▸ **Records from a data collection**
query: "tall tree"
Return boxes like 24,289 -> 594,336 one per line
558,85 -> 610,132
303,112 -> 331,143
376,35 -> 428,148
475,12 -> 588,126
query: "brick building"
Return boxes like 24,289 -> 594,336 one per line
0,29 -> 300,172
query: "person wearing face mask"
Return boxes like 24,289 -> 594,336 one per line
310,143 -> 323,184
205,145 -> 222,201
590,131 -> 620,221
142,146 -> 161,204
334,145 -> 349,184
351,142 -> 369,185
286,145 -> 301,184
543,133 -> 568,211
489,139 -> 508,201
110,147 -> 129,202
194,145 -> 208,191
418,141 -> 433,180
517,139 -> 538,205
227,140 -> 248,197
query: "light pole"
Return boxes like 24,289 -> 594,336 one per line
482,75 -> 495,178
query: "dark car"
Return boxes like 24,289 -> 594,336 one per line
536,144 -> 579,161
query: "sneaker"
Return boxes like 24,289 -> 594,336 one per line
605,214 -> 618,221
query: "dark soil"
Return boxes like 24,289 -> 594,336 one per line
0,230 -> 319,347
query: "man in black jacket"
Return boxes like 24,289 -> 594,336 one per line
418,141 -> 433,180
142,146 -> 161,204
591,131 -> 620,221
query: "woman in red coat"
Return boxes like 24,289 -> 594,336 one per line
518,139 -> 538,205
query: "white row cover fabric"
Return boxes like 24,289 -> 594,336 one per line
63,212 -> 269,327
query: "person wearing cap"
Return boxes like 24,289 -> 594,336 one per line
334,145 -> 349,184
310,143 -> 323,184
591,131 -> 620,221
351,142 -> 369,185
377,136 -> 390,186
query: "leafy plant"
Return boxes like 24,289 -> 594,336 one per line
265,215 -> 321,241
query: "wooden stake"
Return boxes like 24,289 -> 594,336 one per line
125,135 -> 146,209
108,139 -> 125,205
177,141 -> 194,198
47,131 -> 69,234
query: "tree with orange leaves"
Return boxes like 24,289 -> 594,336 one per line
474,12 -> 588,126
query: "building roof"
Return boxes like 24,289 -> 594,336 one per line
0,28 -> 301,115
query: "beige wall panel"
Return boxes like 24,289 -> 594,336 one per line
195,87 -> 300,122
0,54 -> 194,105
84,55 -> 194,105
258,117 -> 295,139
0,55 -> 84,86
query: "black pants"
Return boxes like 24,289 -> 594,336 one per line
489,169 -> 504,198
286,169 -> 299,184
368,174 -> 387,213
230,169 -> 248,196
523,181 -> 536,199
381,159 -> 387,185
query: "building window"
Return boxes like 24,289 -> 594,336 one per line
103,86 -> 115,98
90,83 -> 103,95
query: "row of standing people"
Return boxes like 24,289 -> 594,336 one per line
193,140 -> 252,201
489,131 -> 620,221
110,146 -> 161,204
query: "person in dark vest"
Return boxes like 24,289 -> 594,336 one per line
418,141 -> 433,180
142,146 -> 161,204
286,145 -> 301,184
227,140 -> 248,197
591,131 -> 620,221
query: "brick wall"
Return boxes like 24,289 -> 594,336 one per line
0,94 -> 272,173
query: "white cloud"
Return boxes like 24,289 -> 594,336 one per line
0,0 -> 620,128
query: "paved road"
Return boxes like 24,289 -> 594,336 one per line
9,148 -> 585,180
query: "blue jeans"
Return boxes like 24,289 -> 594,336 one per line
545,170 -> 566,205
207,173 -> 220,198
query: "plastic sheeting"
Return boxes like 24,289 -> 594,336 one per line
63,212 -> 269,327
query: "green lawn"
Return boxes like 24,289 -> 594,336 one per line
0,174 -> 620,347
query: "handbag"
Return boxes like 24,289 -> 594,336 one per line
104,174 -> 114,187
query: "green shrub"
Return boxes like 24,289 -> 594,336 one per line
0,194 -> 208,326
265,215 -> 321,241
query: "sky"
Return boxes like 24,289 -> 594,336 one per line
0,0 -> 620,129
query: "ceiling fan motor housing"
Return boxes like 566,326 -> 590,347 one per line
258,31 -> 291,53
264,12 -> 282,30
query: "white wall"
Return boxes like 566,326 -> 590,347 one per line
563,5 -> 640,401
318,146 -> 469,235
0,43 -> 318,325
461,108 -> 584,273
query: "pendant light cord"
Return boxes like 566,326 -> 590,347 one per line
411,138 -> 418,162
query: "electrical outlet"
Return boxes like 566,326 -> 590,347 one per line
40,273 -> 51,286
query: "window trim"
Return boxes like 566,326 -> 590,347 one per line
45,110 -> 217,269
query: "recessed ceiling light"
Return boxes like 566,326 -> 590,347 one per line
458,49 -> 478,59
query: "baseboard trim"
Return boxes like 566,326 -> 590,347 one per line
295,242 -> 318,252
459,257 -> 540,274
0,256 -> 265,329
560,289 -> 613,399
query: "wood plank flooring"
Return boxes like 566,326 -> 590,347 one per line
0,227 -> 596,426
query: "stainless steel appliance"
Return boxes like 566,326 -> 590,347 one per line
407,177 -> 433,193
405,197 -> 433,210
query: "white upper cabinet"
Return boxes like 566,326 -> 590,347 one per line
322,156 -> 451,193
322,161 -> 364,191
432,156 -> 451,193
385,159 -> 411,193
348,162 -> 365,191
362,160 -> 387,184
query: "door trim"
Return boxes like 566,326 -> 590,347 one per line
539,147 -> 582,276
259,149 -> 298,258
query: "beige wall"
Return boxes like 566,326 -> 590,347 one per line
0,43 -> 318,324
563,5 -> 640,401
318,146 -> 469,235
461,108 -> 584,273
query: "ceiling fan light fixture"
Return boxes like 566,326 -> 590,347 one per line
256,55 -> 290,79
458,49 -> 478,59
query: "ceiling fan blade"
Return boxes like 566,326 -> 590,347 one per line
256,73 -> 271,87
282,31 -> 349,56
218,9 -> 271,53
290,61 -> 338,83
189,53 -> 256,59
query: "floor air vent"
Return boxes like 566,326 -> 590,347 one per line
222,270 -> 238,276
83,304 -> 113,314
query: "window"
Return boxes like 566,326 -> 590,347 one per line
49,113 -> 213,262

▸ **TASK PROMPT**
Count how many lines of the items above contain the string "light", with uppercase and lowercase treated as different, and reply with only the number.

▸ **RESPONSE TO THE EXERCISE**
4